**Raw data:**
■ ■ ■ ■

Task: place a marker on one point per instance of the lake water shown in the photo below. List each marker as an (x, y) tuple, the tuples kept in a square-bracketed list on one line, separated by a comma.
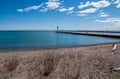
[(16, 39)]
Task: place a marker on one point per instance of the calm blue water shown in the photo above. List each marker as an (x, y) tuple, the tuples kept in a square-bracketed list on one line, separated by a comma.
[(11, 39)]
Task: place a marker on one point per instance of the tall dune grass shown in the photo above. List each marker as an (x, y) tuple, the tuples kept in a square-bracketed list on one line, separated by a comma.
[(93, 62)]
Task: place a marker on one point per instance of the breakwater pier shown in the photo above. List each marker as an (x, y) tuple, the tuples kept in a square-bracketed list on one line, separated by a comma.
[(93, 33)]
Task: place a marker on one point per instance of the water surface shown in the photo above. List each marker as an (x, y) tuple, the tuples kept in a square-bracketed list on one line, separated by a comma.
[(16, 39)]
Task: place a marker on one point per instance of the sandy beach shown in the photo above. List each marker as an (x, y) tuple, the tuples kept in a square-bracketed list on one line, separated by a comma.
[(87, 62)]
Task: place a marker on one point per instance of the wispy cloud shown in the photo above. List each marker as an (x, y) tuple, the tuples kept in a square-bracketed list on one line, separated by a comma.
[(103, 14), (30, 8), (68, 10), (53, 4), (84, 5), (43, 7), (81, 14), (99, 4), (20, 10), (109, 20), (86, 11), (114, 22), (96, 6)]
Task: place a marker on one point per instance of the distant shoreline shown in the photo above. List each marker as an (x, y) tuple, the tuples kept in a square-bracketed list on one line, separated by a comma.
[(12, 49)]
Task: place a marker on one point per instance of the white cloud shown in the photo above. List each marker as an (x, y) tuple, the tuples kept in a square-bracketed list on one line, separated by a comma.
[(99, 4), (109, 20), (86, 11), (81, 14), (114, 22), (84, 5), (102, 14), (32, 8), (117, 3), (20, 10), (53, 4), (70, 9)]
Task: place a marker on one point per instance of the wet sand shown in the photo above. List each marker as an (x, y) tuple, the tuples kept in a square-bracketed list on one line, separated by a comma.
[(87, 62)]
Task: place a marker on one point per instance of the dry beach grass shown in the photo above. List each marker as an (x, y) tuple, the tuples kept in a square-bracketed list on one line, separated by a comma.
[(90, 62)]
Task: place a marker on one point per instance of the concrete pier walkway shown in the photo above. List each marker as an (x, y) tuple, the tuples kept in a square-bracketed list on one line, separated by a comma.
[(101, 34)]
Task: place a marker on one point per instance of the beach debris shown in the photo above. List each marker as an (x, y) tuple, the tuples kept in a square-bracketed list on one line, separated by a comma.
[(116, 69), (114, 47)]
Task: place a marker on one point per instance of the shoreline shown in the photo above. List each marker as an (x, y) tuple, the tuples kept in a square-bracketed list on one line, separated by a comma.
[(85, 62), (49, 47)]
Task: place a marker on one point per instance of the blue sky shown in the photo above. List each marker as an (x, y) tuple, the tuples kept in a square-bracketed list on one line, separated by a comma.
[(67, 14)]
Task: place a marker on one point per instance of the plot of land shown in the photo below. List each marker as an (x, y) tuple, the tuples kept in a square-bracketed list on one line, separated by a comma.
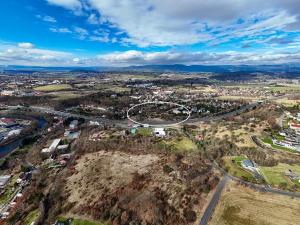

■ ■ ■ ■

**Your goal:** Print all of the records shown above exactly, leaving out each picture.

**Response to this task:**
Task: place a marker on one point per instance of the lake water shown in the photo below. List each marker as an (x, y) tuple, the tuples kept in a square-bracketed list on one line, separated by a comma.
[(16, 39)]
Task: place a marker on one point per instance of the calm blue water shown in the photo above. List each marker as an (x, y) tuple, the tuples kept in a square-bracketed list on one line, separated by a comma.
[(11, 39)]
Task: place a marker on one point per instance of the tall dune grass shown in the photo above. List each marker as an (x, y) tuple, the tuples kept in a square-bracketed list on one line, separated by a comma.
[(93, 62)]
Task: place a marker on one point per instance of the breakwater pier shown in the photo above. List each marker as an (x, y) tuple, the tuples kept in a square-bracketed list on one line, separated by a comma.
[(93, 33)]
Task: place a marker on one point per instance of the water surface shown in the photo above. List each marker as an (x, y) tuple, the tuples kept in a square-bracketed list on one line, separated by a comma.
[(16, 39)]
Task: place a marker on one point per instance of the sandy beach shown in the photo above. List each marker as an (x, y) tuple, the tuples kept in a square-bracketed list on one line, separated by a comma.
[(87, 62)]
Task: place a marker on one point per instance of the wispy cloud shown in the photo above. List each marker as an (x, y) tuple, the tuples kept in a square-bracketed list on one line, separated by a comma.
[(103, 14), (30, 8), (68, 10), (53, 4), (84, 5), (43, 7), (81, 14), (99, 4), (20, 10), (109, 20), (86, 11), (114, 22), (96, 6)]
Task: place a marker on one point per instance of the distant shoreline shown in the photo above. List each marker as an (x, y) tuple, the tuples kept in a square-bracketed list on one line, separated by a comma.
[(12, 49)]
Task: place a marker on one point per instance of the white cloud shown in the photo above. List each marker as an (x, y) tuple, the tuples kept in a square-bracketed list on one line, separated by a comma.
[(99, 4), (109, 20), (86, 11), (81, 14), (114, 22), (84, 5), (102, 14), (32, 8), (117, 3), (20, 10), (53, 4), (70, 9)]
Task: place a marker on one point per instance of the wet sand shown in the photo above. List each marker as an (x, y) tuple, the tuples kept in a square-bracketed list on one line, separated by a comma.
[(87, 62)]
Task: place a marker on one point per instance of the dry beach grass shown in the photo above. List each marker as an (x, y) tuple, the tuples kept in a square-bracketed list on one line, separated by a comma.
[(90, 62)]
Task: place a marker on one point per instance of the concrete pier walkway shown in the photo above. List each marker as an (x, y) tuple, the tuples kept in a square-bracketed list on one line, separated by a comma.
[(101, 34)]
Task: place a marker on one point per instance of the beach debris shown in the photo above. List each marker as an (x, y) tuple, the tuples kept in a square-bracketed list on one line, separated by a comma.
[(116, 69), (114, 47)]
Task: place a marker on one point per instance of the shoreline shown in the photo above. List each marker as an (x, y) tuple, the tuples kept in a square-bracketed list on one line, separated by a comma.
[(85, 62), (49, 47)]
Task: place a marker on one point per instance of the blue sky shown in the photo above. List each marker as an (x, y) tuple, the tuples kept in a square-bracketed list on one line, separated by a comma.
[(67, 14)]
Task: place a marker on one point per instance of the plot of land shown in the photo below. List each marker as an (x, y) tuple, the tuples kept in a square-bracketed list on one line, separated by a comma.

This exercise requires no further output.